**Available data**

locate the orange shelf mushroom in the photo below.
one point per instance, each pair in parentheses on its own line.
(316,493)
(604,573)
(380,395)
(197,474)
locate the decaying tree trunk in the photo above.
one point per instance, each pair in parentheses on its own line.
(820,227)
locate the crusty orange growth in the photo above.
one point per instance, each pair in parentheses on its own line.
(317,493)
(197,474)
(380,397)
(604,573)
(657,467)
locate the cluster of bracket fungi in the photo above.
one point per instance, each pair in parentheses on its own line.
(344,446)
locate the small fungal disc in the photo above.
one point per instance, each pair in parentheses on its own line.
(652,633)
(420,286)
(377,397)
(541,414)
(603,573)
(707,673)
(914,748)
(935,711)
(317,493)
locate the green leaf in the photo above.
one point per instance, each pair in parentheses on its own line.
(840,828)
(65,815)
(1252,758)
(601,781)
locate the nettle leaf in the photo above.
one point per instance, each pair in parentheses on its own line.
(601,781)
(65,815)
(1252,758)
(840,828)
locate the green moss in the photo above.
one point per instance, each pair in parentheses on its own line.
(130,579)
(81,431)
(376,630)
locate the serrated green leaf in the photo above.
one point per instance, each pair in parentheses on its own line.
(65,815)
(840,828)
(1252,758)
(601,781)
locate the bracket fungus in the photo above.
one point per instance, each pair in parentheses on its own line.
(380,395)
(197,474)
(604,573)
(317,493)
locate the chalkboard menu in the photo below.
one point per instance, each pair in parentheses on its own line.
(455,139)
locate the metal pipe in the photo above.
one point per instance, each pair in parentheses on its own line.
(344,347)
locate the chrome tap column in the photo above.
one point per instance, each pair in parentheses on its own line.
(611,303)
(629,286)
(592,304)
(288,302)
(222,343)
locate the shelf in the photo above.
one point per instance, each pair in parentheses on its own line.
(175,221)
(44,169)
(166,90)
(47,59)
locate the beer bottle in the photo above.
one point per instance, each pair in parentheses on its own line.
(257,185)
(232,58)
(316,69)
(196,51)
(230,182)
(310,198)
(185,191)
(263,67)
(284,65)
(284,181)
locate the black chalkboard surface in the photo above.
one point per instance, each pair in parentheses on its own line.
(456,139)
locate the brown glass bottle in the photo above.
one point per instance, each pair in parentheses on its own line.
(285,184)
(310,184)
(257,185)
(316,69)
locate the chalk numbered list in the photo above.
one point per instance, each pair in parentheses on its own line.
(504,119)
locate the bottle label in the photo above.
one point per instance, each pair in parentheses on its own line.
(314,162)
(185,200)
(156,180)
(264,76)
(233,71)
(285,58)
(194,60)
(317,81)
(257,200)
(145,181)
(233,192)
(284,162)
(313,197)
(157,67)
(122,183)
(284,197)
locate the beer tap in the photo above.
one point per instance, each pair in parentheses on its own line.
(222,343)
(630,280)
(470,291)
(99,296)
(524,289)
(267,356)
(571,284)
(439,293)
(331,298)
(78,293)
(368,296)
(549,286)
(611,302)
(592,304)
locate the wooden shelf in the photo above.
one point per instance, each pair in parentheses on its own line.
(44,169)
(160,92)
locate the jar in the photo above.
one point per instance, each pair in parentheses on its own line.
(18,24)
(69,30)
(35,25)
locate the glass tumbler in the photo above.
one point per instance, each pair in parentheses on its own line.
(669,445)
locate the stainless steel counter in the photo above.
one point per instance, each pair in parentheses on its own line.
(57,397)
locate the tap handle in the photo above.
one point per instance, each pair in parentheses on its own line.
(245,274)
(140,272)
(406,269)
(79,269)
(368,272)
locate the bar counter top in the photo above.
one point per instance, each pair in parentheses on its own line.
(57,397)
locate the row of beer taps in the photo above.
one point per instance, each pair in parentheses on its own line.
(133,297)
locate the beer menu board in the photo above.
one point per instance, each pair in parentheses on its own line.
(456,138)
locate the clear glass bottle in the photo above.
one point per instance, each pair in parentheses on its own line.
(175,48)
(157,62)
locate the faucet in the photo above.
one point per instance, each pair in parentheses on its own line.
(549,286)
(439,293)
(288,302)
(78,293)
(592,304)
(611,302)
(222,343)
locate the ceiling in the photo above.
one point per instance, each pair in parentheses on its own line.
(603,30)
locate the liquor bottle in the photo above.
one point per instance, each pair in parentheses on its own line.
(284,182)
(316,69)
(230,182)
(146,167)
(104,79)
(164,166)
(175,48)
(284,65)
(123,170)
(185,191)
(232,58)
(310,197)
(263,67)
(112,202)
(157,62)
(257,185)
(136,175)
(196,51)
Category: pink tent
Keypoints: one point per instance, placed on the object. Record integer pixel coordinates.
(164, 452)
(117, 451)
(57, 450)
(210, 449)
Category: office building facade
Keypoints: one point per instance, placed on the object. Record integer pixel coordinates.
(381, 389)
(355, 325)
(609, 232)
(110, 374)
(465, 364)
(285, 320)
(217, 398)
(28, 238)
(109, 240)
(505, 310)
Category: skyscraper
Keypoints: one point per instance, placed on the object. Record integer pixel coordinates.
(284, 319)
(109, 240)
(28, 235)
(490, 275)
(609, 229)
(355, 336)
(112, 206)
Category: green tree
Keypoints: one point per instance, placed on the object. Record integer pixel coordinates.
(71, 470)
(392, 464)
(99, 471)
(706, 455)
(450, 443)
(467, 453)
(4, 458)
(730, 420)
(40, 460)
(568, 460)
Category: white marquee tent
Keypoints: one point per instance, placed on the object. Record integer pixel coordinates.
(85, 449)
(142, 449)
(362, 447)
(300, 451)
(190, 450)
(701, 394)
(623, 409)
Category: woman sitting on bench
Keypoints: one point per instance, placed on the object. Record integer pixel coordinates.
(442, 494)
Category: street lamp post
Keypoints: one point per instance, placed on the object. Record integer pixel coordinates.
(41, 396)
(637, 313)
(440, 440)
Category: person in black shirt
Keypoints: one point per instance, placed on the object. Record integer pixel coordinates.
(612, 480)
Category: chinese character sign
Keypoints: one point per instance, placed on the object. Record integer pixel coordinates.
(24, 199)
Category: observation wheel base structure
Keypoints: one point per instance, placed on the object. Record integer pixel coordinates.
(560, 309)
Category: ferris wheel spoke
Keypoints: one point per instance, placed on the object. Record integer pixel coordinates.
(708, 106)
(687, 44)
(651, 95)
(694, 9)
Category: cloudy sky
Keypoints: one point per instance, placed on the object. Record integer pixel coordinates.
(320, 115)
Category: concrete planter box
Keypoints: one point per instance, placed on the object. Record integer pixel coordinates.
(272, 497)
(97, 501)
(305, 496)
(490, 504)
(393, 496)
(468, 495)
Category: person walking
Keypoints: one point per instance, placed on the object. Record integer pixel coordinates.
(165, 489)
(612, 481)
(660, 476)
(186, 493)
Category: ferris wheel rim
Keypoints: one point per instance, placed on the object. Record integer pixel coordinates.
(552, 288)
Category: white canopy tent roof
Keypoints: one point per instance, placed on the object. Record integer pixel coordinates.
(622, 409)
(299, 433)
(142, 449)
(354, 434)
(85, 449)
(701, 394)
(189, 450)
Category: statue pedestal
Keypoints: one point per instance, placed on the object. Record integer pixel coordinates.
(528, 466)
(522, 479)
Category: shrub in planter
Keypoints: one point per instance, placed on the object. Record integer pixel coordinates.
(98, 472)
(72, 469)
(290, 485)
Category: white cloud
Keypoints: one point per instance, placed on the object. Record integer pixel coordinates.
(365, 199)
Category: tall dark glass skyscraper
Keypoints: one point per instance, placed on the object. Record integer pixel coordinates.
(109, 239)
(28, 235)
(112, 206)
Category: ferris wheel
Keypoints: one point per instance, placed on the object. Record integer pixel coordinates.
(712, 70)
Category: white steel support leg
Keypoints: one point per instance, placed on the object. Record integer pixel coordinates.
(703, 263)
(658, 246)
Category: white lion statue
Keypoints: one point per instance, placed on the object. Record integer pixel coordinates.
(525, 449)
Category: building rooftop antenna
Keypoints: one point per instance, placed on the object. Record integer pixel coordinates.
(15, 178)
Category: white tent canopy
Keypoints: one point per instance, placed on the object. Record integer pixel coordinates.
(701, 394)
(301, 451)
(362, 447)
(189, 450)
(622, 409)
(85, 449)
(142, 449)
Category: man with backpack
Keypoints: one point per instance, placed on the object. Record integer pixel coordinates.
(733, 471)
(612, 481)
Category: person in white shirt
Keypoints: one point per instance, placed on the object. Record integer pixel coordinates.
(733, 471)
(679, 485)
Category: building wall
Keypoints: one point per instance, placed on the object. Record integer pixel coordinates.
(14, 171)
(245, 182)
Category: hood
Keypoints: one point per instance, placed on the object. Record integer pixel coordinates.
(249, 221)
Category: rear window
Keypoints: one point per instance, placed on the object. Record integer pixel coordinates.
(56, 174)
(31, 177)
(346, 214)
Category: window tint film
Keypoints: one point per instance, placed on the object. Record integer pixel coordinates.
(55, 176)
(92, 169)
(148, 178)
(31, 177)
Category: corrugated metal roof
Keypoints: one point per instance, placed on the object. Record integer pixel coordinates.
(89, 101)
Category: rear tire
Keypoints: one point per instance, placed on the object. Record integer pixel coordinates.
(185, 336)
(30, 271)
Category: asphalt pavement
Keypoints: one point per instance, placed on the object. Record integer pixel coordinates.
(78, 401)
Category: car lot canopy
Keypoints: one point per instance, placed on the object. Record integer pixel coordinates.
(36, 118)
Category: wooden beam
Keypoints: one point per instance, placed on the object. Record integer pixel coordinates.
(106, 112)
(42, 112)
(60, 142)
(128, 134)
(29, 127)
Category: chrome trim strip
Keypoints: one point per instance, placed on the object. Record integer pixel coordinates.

**Task item**
All lines in the records above that contain "shelf" are to be reported.

**Answer to the exercise**
locate the orange shelf mushroom in the photo below.
locate the shelf in the photo above.
locate the wooden shelf in the photo above.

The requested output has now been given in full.